## [YOUR OBJECTIVE]
Return each line of the records with nothing changed, pictures excepted.

═══ SOURCE MATERIAL ═══

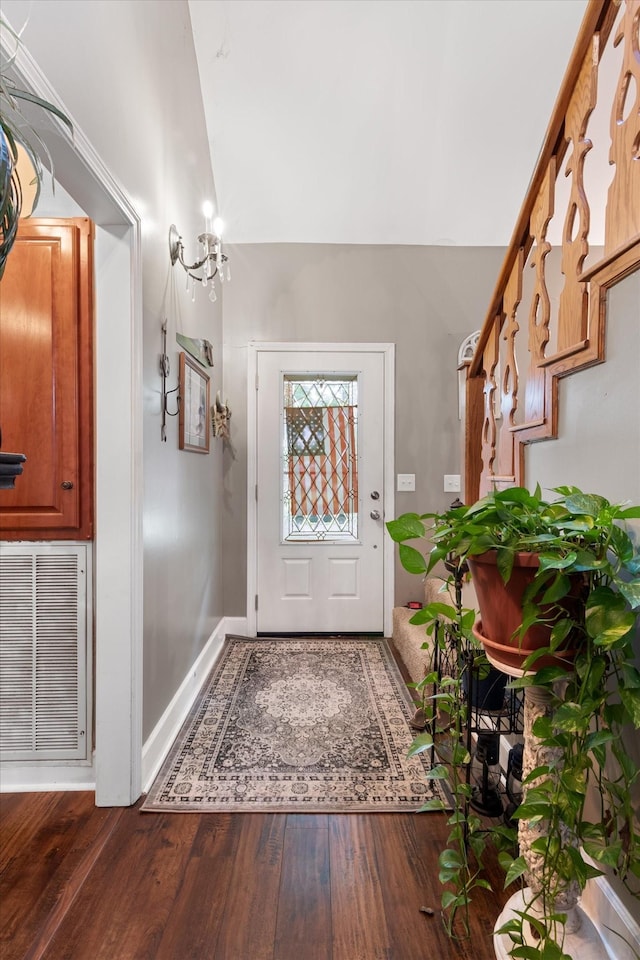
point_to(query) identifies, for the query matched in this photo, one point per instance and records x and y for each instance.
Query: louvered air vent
(43, 698)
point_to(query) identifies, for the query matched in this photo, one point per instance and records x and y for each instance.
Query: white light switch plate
(406, 482)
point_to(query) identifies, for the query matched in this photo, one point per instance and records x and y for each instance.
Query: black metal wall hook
(164, 372)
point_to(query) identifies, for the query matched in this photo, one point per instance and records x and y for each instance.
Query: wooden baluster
(623, 201)
(540, 312)
(574, 299)
(506, 472)
(490, 363)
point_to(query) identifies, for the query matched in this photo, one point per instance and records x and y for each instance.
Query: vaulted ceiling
(378, 121)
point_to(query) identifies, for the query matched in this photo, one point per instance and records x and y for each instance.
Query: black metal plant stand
(490, 713)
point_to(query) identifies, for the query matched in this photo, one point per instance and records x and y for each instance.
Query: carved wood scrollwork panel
(509, 378)
(489, 433)
(540, 312)
(623, 201)
(574, 306)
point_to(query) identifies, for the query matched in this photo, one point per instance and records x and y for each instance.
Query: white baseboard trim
(619, 931)
(239, 626)
(165, 731)
(45, 776)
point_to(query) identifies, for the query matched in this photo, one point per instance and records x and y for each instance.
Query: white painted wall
(129, 80)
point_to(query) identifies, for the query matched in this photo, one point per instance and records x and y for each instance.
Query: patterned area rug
(315, 725)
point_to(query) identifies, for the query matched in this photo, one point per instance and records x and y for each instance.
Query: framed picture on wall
(193, 419)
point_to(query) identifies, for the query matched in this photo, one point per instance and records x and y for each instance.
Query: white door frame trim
(388, 350)
(118, 582)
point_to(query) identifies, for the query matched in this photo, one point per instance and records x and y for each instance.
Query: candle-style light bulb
(207, 209)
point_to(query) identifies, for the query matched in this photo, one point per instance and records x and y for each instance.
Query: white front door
(320, 454)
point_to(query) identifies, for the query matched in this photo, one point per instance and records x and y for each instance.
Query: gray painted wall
(424, 299)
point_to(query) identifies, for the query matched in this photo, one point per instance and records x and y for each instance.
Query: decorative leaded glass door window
(320, 457)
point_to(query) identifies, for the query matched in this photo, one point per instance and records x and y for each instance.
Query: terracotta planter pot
(500, 603)
(509, 657)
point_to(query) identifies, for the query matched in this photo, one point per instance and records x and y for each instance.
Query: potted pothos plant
(580, 601)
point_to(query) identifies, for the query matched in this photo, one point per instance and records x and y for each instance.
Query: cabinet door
(46, 380)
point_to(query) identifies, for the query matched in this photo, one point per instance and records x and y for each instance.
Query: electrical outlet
(406, 482)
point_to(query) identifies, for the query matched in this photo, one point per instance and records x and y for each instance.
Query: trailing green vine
(581, 795)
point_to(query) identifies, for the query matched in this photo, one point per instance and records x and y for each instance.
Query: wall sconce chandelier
(211, 261)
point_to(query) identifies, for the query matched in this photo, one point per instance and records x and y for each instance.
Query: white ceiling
(378, 121)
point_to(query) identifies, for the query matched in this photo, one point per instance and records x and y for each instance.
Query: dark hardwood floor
(84, 883)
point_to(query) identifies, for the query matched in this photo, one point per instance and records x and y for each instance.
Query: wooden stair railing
(556, 336)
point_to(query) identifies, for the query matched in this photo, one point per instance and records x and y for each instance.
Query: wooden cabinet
(46, 380)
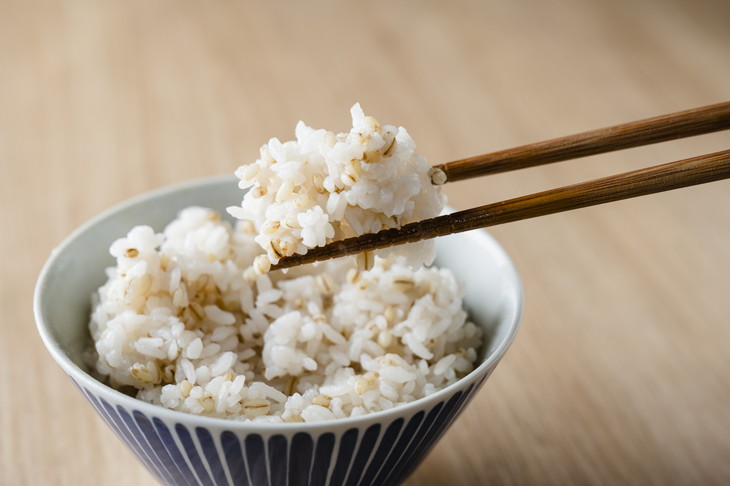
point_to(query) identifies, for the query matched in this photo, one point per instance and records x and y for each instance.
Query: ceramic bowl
(183, 449)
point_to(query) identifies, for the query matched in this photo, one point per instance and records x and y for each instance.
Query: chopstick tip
(437, 175)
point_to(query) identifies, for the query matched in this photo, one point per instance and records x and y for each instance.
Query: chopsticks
(660, 178)
(697, 121)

═══

## [ANSWER BELOW]
point_to(query) identifies, for the query matched in this photo, one point per instance and records x and y for each instance.
Query: louvered air vent
(43, 698)
point_to(query) identifies, for the query matched in this photo, one point per instance and records x and y for each instance.
Query: white light switch plate
(406, 482)
point_to(query) identifies, for the query matched in this photo, one point per instance and records x and y for each instance.
Query: black metal wall hook
(164, 372)
point_to(query) identifies, for the query matched in this photo, one point per instance and records x and y for each instance.
Query: wooden baluster
(623, 201)
(540, 312)
(574, 299)
(506, 472)
(490, 363)
point_to(query) identifies, for the query matched in this photo, one point per instance and records x and y for each instance.
Query: vaulted ceiling
(378, 121)
point_to(query) identifies, for the query matched in this photo, one point per instance and records x and y for each instance.
Query: black metal plant stand
(490, 713)
point_to(query) identifies, for the query matched in this photo, one point per instance and records x and y for each instance.
Query: carved wood scrollwork panel
(509, 378)
(489, 433)
(540, 312)
(623, 201)
(574, 306)
point_to(query) identifies, for the query matched in this photo, one point per instance and records x and y for each instance.
Query: white baseboard trim
(619, 931)
(239, 626)
(165, 731)
(45, 776)
point_to(query) identifies, for the query matched in this photo, one point per instance and records x and y for each instance.
Query: white painted wall
(129, 80)
point_to(query) identifies, for the query matched in this photo, one point per instance and records x and y for each instance.
Query: patterned area rug
(315, 725)
point_to(query) identifies, for the query matched in this photo, one point per instance and records x and y for each instance.
Query: framed picture on wall
(193, 419)
point_to(query) identifies, for the query matched in this photo, one point per instance and records x and y for each instance.
Query: white door frame trim
(388, 350)
(118, 582)
point_to(query) identifies, for the query matched in this photo, one point per instance and records x and y for each instance.
Query: candle-style light bulb
(207, 209)
point_to(query) identifies, for the query matched in this photo, one point per instance and records x and y for each instance.
Query: white front door
(320, 454)
point_to(query) identifies, for the query matched in this photo, one point per instance and records x and y for each instance.
Query: gray painted wall
(424, 299)
point_to(query) identifies, for the query matched in this photo, one point per instance and records x and y for each instance.
Query: decorative leaded glass door window
(320, 457)
point_to(query) identifies, for the query matched in this photo, one point per instance and records x and y for each instance.
Query: terracotta planter pot
(500, 603)
(509, 657)
point_to(query) identifies, for the query matched in this photo, one point per instance and records x and y for each instance.
Query: potted pothos plant
(580, 601)
point_to(query) identifies, for the query matched in this photo, one point per instance and records x and y for each instance.
Query: cabinet door
(46, 380)
point_to(query) identifies, for the query matched in this photo, one point per instance and records x and y for each instance.
Query: electrical outlet
(406, 482)
point_to(query) identifies, for the query matched in this photo, one point per instance and records x and y for each instance.
Query: trailing green vine
(581, 795)
point_to(query) identifies, for the query matched in this photo, one point per instance and records x and y for each instance.
Query: wall sconce chandelier
(211, 261)
point_to(query) identifies, for the query matched in this photo, one point per instance and records x and y for each instance.
Query: white ceiling
(378, 121)
point_to(query) identifies, for the query matched in this photo, one point per instance and records x and y for each instance.
Query: dark hardwood floor
(84, 883)
point_to(query) identifies, for the query matched in this photo, one point per instance and records x and y for each instance.
Query: wooden stair railing
(556, 336)
point_to(query) identifies, for the query matched in this photo, one point per instance and records x and y for each instance.
Query: wooden cabinet
(46, 380)
point_to(query) identifies, for the query matched in this photo, one point per instance and records x and y for each instance.
Query: ceramic bowl
(183, 449)
point_to(query) identifies, for the query matched in this photo, one point per instance and records x and y for each instance.
Query: chopstick tip
(437, 175)
point_to(query) identifies, for the query matched in this photo, one point per instance and records x and y for each instance.
Query: chopsticks
(660, 178)
(697, 121)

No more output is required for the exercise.